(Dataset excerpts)
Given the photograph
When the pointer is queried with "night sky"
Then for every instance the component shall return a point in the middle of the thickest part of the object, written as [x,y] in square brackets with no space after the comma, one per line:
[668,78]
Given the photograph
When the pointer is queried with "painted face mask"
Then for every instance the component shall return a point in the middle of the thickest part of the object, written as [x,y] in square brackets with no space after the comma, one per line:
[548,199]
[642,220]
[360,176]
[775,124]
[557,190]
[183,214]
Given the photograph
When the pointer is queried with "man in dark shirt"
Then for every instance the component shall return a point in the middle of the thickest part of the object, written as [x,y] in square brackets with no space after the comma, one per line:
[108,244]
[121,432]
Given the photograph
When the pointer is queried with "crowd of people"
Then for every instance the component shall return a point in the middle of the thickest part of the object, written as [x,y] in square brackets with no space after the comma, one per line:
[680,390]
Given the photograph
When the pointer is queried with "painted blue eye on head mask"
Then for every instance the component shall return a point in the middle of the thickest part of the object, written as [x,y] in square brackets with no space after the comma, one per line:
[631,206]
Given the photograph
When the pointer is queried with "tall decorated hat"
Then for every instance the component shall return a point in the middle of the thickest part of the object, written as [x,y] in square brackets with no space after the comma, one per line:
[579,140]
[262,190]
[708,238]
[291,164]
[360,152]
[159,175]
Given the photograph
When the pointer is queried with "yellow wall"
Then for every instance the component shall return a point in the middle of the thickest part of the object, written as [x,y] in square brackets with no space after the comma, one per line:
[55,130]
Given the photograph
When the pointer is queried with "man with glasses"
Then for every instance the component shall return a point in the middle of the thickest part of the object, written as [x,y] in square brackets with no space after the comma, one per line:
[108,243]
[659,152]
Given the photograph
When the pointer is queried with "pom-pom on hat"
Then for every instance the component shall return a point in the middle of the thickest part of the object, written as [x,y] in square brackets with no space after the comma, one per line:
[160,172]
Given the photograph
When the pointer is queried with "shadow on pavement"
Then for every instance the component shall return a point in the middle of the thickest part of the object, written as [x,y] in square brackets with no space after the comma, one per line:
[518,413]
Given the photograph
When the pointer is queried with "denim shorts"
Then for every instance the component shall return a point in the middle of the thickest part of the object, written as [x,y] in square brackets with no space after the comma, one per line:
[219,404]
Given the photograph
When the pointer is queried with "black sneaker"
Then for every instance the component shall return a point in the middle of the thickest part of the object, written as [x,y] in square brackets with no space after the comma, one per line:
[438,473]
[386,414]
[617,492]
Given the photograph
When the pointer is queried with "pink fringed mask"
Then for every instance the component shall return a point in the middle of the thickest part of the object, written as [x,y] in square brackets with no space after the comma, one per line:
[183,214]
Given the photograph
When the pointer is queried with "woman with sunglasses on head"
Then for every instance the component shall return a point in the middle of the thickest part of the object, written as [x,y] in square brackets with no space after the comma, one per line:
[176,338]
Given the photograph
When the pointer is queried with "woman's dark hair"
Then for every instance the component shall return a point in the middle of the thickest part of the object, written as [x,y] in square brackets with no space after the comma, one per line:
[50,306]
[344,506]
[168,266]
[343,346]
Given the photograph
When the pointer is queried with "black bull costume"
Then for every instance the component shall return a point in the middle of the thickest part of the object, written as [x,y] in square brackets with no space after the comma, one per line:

WORK TO COMPLETE: Your reply should contain every record, unchanged and complete.

RESULT BELOW:
Given the photograph
When the pointer is queried with "night sky"
Then for every instance the component shall return a point in the middle of the thickest part of the object, written as [x,y] in square brackets with no space after the comma, one per line:
[668,78]
Given the photograph
When the pointer is queried with "painted face mask"
Then for every instance the component shall return a point in the middle of the thickest part of the object, written as [x,y] in square brackets with no space after the comma, one per line:
[548,199]
[642,220]
[360,176]
[775,124]
[557,190]
[183,214]
Given the photograph
When the pointer is queried with "man in dark shirt"
Then for every instance the component shall return a point in the middle of the thickest part of the object, written as [x,y] in square brackets with no space after the comma, one per line:
[108,244]
[121,432]
Given the photograph
When the pointer is queried with "crowd of people"
Then for every instance the component shall return a point in the middle of the thickest part of the object, written as [x,y] in square brackets with no space after the comma, one per line:
[680,390]
Given the photograph
When the pointer is queried with "painted blue eye on head mask"
Then for every instance the component shall return a point in the middle of the thickest part of the object, written as [x,y] in square brackets with no space after the comma, one per line:
[631,206]
Given the photograph
When the pointer is queried with "tall decorated hat"
Then for every instance the component shall return a point in the middle of the thickest part of the object, written as [x,y] in square brackets with no space after the comma, one per line:
[579,140]
[262,190]
[708,238]
[291,164]
[360,152]
[159,175]
Given the photograph
When the pointer is queried with "yellow wall"
Then for every instance the component shall return a point in the middle of the thickest part of the object, written as [x,y] in square brackets with no space after the comma, one per line:
[55,130]
Given the photograph
When the pointer is queried with "man with glasses"
Then for every instance the component shall return a point in the middle of the thickest part of the object, written as [x,y] in square brackets with no space after the comma, one per line:
[108,243]
[659,152]
Given the photograph
When the pointer is queried with "pom-pom on hat"
Then for every instance the component shall return a point in the middle of the thickest part of the object, written as [x,y] in square brackets with no space after the comma, one per line:
[160,172]
Given the photograph
When the pointer is queried with "shadow on pavement"
Then for every instance the component shall return a point in the middle of the thickest part of the object, written as [x,y] in square brackets with no space after the comma, one per line:
[518,413]
Given the photograph
When the pointer is queried with "denim shorts"
Then for every instance the component shall return a point in the middle of the thickest part of the object, written as [x,y] in square brackets with no space after the comma, one per line:
[219,404]
Given the photograph
When the pointer is queried with "black sneaker"
Then for every instance the component shall return a point in the middle of the thickest part of the object, written as [x,y] in square brackets with no space after the comma, one per line:
[438,473]
[386,414]
[617,492]
Given the photograph
When the pointer is queried with "pink fringed mask"
Then for every instance the component shall return a point in the middle of the thickest part of the object, written as [x,y] in square brackets with no space after the comma, one per line:
[183,214]
Given the photograph
When the pointer is queried with "woman with sunglasses on head"
Then for every instance the component shall return a point in the middle of the thickest part of the object, written as [x,y] in square brackets with no space after the comma, one per line:
[176,338]
Given the photograph
When the pointer is queried with "woman's dark hair"
Then for every instance the component shall return a point in the middle of the thickest part of the object, written as [x,y] in square brackets with no space after the comma, one per line:
[50,306]
[344,506]
[168,266]
[343,346]
Given the photograph
When the pointer is queried with "black bull costume"
Then for every instance the component shall return a point in the middle of the thickest part of the object, written as [x,y] in square brackets with no space after the comma, one per line:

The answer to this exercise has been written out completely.